Give the listing again character for character, but drop the images.
* Begin *
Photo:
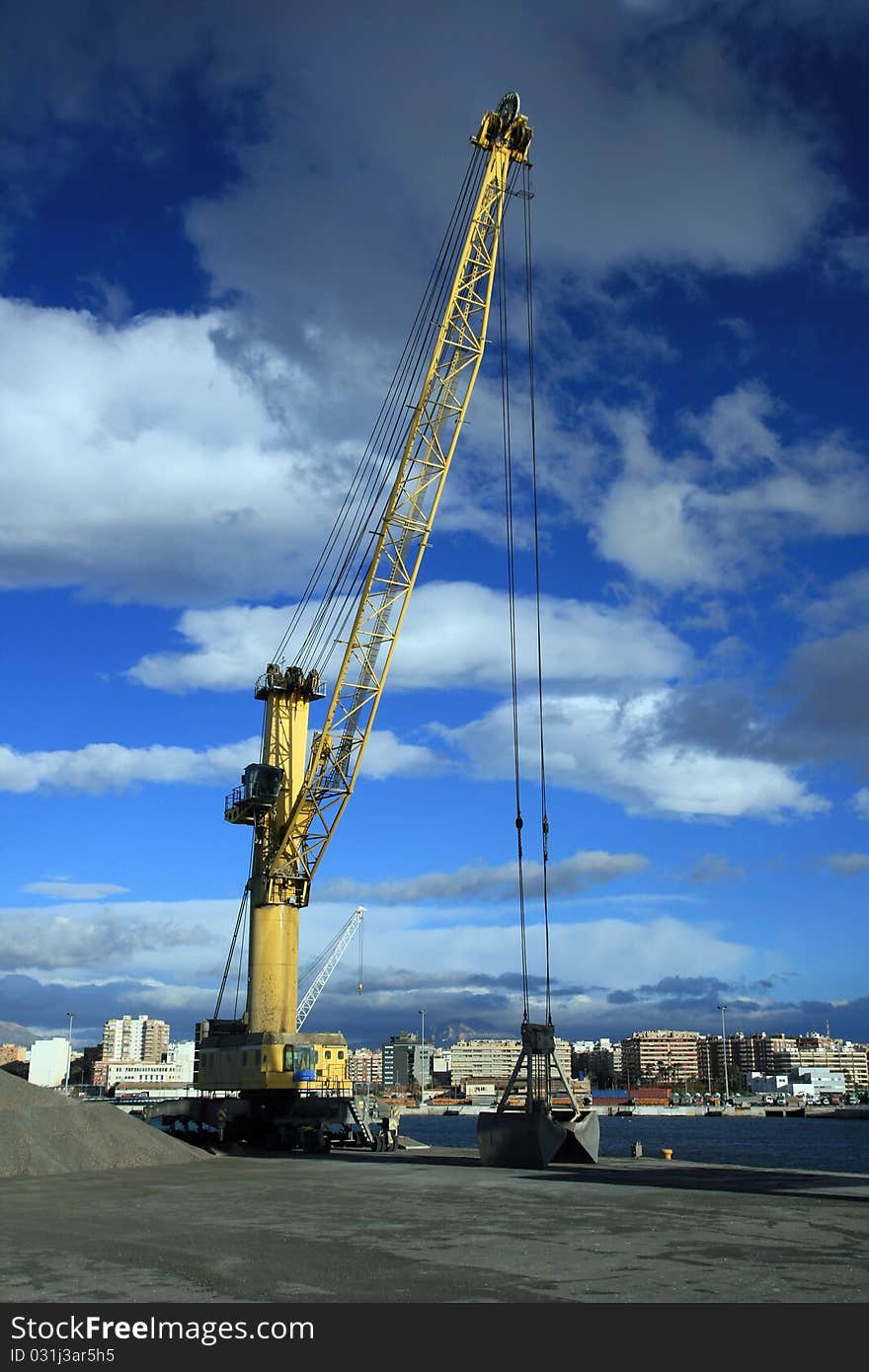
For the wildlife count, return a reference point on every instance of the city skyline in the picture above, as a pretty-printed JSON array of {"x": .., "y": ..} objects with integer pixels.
[{"x": 215, "y": 231}]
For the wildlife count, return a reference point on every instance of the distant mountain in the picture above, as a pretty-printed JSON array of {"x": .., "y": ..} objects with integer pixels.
[{"x": 17, "y": 1033}]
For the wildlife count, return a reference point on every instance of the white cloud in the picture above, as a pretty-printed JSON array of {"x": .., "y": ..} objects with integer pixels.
[
  {"x": 685, "y": 521},
  {"x": 713, "y": 869},
  {"x": 844, "y": 602},
  {"x": 150, "y": 467},
  {"x": 98, "y": 767},
  {"x": 848, "y": 865},
  {"x": 73, "y": 889},
  {"x": 453, "y": 632},
  {"x": 609, "y": 748},
  {"x": 497, "y": 883}
]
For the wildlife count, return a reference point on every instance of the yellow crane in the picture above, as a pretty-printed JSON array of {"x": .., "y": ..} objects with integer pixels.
[{"x": 294, "y": 1087}]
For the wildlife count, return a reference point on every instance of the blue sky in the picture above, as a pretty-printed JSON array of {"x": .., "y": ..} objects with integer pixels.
[{"x": 214, "y": 233}]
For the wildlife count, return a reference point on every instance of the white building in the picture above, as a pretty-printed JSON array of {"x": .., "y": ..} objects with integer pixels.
[
  {"x": 810, "y": 1083},
  {"x": 48, "y": 1062}
]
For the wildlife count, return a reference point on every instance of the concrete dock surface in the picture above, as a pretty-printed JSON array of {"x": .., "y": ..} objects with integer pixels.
[{"x": 433, "y": 1225}]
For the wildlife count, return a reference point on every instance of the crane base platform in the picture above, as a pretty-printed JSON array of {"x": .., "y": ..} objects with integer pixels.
[{"x": 535, "y": 1138}]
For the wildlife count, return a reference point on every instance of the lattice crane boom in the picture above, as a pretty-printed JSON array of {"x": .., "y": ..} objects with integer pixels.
[{"x": 327, "y": 964}]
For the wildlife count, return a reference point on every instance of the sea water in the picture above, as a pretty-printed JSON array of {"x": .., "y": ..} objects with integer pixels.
[{"x": 816, "y": 1143}]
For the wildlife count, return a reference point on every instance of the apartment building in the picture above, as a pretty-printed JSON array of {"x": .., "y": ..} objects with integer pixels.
[
  {"x": 493, "y": 1059},
  {"x": 136, "y": 1038},
  {"x": 669, "y": 1055},
  {"x": 13, "y": 1052},
  {"x": 365, "y": 1066}
]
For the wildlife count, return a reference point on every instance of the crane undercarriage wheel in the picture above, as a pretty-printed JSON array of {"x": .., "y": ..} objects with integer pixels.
[{"x": 384, "y": 1143}]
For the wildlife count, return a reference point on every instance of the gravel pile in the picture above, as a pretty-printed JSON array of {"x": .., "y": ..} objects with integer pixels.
[{"x": 42, "y": 1132}]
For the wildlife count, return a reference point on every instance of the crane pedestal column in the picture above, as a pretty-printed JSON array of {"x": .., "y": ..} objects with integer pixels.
[{"x": 274, "y": 960}]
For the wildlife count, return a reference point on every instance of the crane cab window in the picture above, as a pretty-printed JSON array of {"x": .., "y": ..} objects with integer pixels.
[{"x": 299, "y": 1056}]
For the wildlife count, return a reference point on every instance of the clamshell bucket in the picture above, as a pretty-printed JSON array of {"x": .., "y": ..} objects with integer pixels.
[{"x": 530, "y": 1132}]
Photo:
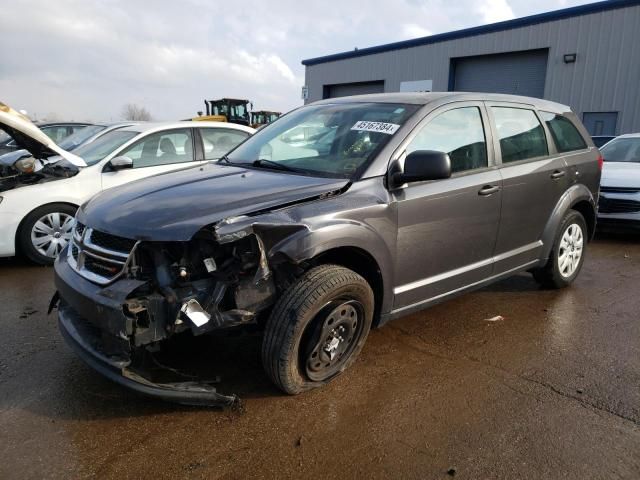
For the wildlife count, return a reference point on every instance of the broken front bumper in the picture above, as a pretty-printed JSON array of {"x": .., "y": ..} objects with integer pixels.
[{"x": 92, "y": 321}]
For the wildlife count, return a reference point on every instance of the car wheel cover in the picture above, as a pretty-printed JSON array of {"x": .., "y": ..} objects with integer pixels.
[
  {"x": 570, "y": 250},
  {"x": 338, "y": 328},
  {"x": 51, "y": 233}
]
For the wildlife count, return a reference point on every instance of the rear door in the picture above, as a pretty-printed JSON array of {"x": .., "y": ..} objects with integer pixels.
[
  {"x": 447, "y": 228},
  {"x": 156, "y": 153},
  {"x": 534, "y": 177}
]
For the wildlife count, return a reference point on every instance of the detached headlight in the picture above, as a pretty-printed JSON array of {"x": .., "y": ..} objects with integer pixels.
[{"x": 26, "y": 165}]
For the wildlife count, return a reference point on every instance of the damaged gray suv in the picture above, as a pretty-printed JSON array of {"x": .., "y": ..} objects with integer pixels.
[{"x": 336, "y": 218}]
* End *
- [SOLUTION TO THE EXERCISE]:
Photo:
For the wildlife count, return a reference point on every instance of the city skyline in the picture above, as a pretty-printed JSON array of {"x": .., "y": ..} objects with integer pixels.
[{"x": 215, "y": 231}]
For the wildlife count, return a reference point on every instance of the distant mountain in the picture above, as a pretty-printed JSON array of {"x": .., "y": ..} objects with integer pixels.
[{"x": 17, "y": 1033}]
For the wildlife count, return a reference point on every instance of the white cloud in the picture above, as a pretty-printed JSON array of {"x": .., "y": ..} objects with integer pixels.
[
  {"x": 685, "y": 521},
  {"x": 713, "y": 869},
  {"x": 844, "y": 602},
  {"x": 150, "y": 467},
  {"x": 98, "y": 767},
  {"x": 848, "y": 865},
  {"x": 73, "y": 889},
  {"x": 453, "y": 632},
  {"x": 609, "y": 748},
  {"x": 497, "y": 883}
]
For the wildlife count, return a reference point on every instance of the yellow crane in the picture above, as a pretty-printed JSON array of {"x": .., "y": ..} objects with integer pixels.
[{"x": 294, "y": 1087}]
For the wildlife count, return a reference point on every instance of the blue sky in the picture above, as a pretty-printed JSON array of {"x": .., "y": ..} objects with integer pixels.
[{"x": 214, "y": 233}]
For the wildlife count, return a reference point on every instance of the white building in the picture above, as a pretty-printed JSON array of {"x": .., "y": ..} objects with integer pixels.
[
  {"x": 810, "y": 1083},
  {"x": 48, "y": 1062}
]
For the wildlife count, return a reference point on every instance of the concrete dock surface in the picture above, as a pretty-printed JSON array of {"x": .., "y": ..} objects with integer pixels.
[{"x": 433, "y": 1225}]
For the wildlife count, return a reference point on every instance of the crane base platform in the picture above, as a pretty-printed JSON array of {"x": .., "y": ..} objects with integer pixels.
[{"x": 535, "y": 1138}]
For the wildlife count, return a reference point on every instance of the lattice crane boom in the picture above, as a pretty-printed JSON array of {"x": .., "y": ..} objects with integer pixels.
[{"x": 327, "y": 964}]
For the wildlife count, return a reference point on every instance of the sea water in the picture above, as a pretty-printed JSON array of {"x": .., "y": ..} objects with integer pixels.
[{"x": 816, "y": 1143}]
For the wildlife count, return a reference point on every instance of the apartment building in the picture above, as a pretty-printed JSON array of {"x": .., "y": ..} objects with integer pixels.
[
  {"x": 493, "y": 1059},
  {"x": 136, "y": 1038},
  {"x": 669, "y": 1055},
  {"x": 13, "y": 1052},
  {"x": 365, "y": 1066}
]
For the wildlife count, return a reference point on every instance of the crane undercarriage wheel in the picture above, as a pretty-printed JSON array of {"x": .., "y": ..} objects with integer pixels.
[{"x": 384, "y": 1143}]
For the wildlife count, return a reference point on every instance of the gravel pile in the picture above, as a pretty-printed JSON array of {"x": .., "y": ..} objects with integer pixels.
[{"x": 42, "y": 1132}]
For the wildlife count, return a reference point on every instance of the crane pedestal column in the picture above, as a pretty-printed JSON array of {"x": .., "y": ..} objects with integer pixels.
[{"x": 274, "y": 960}]
For the wildlife count, return a reference point on every instance of the crane cab window in the picture above, as a pretty-printed JSON array of {"x": .., "y": ..} objects with integer pixels.
[{"x": 299, "y": 1056}]
For the wildlife count, return a reference point on every instance of the clamshell bucket in the picture above, as a pretty-printed JSON array of {"x": .., "y": ..} objects with integer pixels.
[{"x": 530, "y": 1132}]
Photo:
For the wildlife count, return a reference point on every instance of the broken front bumper in the picture above, as a pretty-printed JSON array of {"x": .., "y": ..} objects with integer pixels.
[{"x": 92, "y": 321}]
For the wildlife count, return a reference point on every instance of the car wheel cover in the picture above, as a pretty-printed JSON array of {"x": .., "y": ..} objects with integer pixels.
[
  {"x": 570, "y": 250},
  {"x": 338, "y": 328},
  {"x": 51, "y": 233}
]
For the wildlife count, return a reference point on every instance of the rear door in the picture above, as a pretty-printed JSON array of {"x": .., "y": ..} objects with integer pixels.
[
  {"x": 447, "y": 228},
  {"x": 156, "y": 153},
  {"x": 534, "y": 177}
]
For the wildlife count, return a reference point on every instance of the detached headlight in the picture above, as a pretty-printed JSON array of {"x": .., "y": ..} objects with integer pixels.
[{"x": 26, "y": 165}]
For the wildlife count, return a reference point on every instance of the damaged gray suv in the picture above, as a pretty-printed JSON array of {"x": .., "y": ..} objects with integer pixels.
[{"x": 336, "y": 218}]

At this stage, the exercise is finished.